[Begin Provided records]
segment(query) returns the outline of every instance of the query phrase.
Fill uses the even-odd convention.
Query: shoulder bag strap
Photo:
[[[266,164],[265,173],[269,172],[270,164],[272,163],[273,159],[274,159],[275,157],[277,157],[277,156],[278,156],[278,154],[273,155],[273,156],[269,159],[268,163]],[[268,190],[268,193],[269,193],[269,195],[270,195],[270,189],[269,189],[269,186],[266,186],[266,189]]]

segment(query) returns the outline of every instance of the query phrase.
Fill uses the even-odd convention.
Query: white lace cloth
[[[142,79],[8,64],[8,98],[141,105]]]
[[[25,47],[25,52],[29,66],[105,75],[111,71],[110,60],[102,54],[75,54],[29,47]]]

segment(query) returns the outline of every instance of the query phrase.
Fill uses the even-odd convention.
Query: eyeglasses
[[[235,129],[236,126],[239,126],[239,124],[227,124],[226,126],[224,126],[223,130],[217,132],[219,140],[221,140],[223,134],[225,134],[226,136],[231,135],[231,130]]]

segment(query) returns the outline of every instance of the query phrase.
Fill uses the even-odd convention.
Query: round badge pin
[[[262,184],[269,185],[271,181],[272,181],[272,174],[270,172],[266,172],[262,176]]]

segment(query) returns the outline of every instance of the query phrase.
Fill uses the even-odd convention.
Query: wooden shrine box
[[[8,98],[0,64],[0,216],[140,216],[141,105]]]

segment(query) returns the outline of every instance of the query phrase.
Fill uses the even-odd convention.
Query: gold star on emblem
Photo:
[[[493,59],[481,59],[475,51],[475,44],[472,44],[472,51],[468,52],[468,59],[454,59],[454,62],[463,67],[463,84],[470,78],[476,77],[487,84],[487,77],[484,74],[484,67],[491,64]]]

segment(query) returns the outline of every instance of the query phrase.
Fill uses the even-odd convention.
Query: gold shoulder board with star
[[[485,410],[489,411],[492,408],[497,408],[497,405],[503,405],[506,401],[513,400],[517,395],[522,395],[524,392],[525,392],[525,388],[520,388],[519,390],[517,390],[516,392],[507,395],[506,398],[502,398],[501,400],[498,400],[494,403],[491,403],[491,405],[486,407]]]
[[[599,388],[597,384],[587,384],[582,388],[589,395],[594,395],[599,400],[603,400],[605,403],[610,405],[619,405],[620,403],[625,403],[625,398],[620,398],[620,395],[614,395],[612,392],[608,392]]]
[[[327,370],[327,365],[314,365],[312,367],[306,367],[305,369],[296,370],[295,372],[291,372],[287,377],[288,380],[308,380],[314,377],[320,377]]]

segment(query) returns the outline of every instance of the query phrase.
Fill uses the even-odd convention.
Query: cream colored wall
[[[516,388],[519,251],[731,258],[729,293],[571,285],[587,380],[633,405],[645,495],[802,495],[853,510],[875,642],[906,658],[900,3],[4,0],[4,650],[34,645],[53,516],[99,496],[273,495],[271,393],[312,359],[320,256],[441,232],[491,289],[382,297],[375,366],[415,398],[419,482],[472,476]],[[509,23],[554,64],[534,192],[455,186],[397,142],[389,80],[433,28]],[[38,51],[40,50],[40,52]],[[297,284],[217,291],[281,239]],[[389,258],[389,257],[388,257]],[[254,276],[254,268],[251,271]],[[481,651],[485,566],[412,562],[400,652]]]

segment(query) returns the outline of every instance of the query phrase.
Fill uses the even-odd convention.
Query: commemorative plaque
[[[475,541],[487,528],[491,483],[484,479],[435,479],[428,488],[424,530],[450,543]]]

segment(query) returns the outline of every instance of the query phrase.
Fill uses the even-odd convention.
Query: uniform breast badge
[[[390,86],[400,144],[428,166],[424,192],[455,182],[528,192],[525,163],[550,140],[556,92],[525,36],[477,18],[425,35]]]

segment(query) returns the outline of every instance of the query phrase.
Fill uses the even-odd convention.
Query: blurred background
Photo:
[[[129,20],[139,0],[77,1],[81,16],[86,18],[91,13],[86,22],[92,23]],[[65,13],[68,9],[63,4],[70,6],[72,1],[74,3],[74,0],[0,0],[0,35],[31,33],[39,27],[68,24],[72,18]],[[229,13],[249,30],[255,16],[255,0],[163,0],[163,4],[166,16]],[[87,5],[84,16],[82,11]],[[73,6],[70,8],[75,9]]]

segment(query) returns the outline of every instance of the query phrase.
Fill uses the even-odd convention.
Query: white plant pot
[End Provided records]
Required task: Every line of the records above needs to be given again exactly.

Answer in full:
segment(query) returns the outline of every instance of the query phrase.
Fill uses the even-odd convention.
Query: shoulder bag strap
Photo:
[[[266,164],[265,173],[269,172],[270,164],[272,163],[273,159],[274,159],[275,157],[277,157],[277,156],[278,156],[278,154],[273,155],[273,156],[269,159],[268,163]],[[268,190],[268,193],[269,193],[269,195],[270,195],[270,189],[269,189],[269,186],[266,186],[266,189]]]

segment(query) returns the outline of every instance of the query phrase.
Fill uses the even-odd convention.
Query: white lace cloth
[[[142,79],[8,64],[8,98],[141,105]]]
[[[25,47],[25,52],[29,66],[105,75],[111,71],[110,60],[102,54],[75,54],[29,47]]]

segment(query) returns the outline of every instance of the query phrase.
Fill uses the even-odd convention.
Query: eyeglasses
[[[235,129],[236,126],[239,126],[239,124],[227,124],[226,126],[224,126],[223,130],[217,132],[219,140],[221,140],[223,134],[225,134],[226,136],[231,135],[231,130]]]

segment(query) returns the outline of every instance of the query phrase.
Fill uses the even-odd convention.
Query: round badge pin
[[[262,184],[269,185],[271,181],[272,181],[272,174],[270,172],[266,172],[262,176]]]

segment(query) returns the outline of every instance of the query phrase.
Fill uses the even-odd convention.
Query: wooden shrine box
[[[8,98],[0,64],[0,216],[140,216],[141,105]]]

segment(query) returns the outline of every instance of the query phrase.
Fill uses the even-odd convention.
Query: gold star on emblem
Photo:
[[[493,59],[481,59],[475,51],[475,44],[472,44],[472,51],[468,52],[468,59],[454,59],[454,62],[463,67],[463,84],[470,78],[476,77],[487,84],[487,77],[484,74],[484,67],[491,64]]]

segment(query) returns the outline of every instance of the query phrase.
Fill uses the even-odd convention.
Query: gold shoulder board with star
[[[485,410],[489,411],[492,408],[497,408],[497,405],[503,405],[506,401],[513,400],[517,395],[522,395],[524,392],[525,392],[525,388],[520,388],[519,390],[517,390],[516,392],[507,395],[506,398],[502,398],[501,400],[498,400],[494,403],[491,403],[491,405],[486,407]]]
[[[599,388],[597,384],[587,384],[582,388],[589,395],[594,395],[599,400],[603,400],[605,403],[610,405],[619,405],[620,403],[625,403],[625,398],[620,398],[620,395],[614,395],[612,392],[608,392]]]
[[[327,370],[327,365],[314,365],[312,367],[306,367],[305,369],[296,370],[295,372],[291,372],[287,377],[288,380],[308,380],[314,377],[320,377]]]

segment(query) returns the outline of every instance of the query phrase.
Fill uses the even-odd convention.
Query: cream colored wall
[[[516,388],[519,251],[731,258],[729,293],[571,285],[587,380],[633,405],[645,495],[802,495],[853,510],[875,642],[906,658],[900,3],[4,0],[4,650],[34,645],[53,516],[99,496],[273,495],[271,393],[312,359],[320,256],[441,232],[491,289],[382,297],[375,366],[415,398],[419,482],[472,476]],[[509,23],[554,64],[534,192],[455,186],[397,142],[389,80],[433,28]],[[38,51],[40,50],[40,52]],[[297,284],[217,291],[281,239]],[[389,258],[389,257],[388,257]],[[254,276],[254,268],[251,271]],[[481,651],[485,566],[412,562],[400,652]]]

segment(query) returns the outline of every instance of the query phrase.
Fill uses the even-odd convention.
Query: commemorative plaque
[[[475,541],[487,528],[491,483],[484,479],[435,479],[428,488],[424,530],[450,543]]]

segment(query) returns the outline of every instance of the query phrase.
Fill uses the even-odd convention.
Query: uniform breast badge
[[[390,86],[400,144],[428,166],[424,192],[455,182],[528,192],[525,163],[550,140],[556,92],[525,36],[477,18],[425,35]]]

segment(query) returns the outline of every instance of the query phrase.
Fill uses the even-odd convention.
Query: blurred background
Photo:
[[[129,20],[139,0],[77,1],[81,16],[86,18],[91,13],[86,22],[92,23]],[[65,13],[68,9],[63,4],[70,6],[72,1],[74,3],[74,0],[0,0],[0,35],[31,33],[39,27],[68,24],[72,18]],[[229,13],[249,30],[255,16],[255,0],[163,0],[163,4],[166,16]],[[87,5],[84,16],[82,11]],[[73,6],[70,8],[75,9]]]

segment(query) returns the outline of every instance of the query phrase.
Fill uses the even-odd convention.
Query: white plant pot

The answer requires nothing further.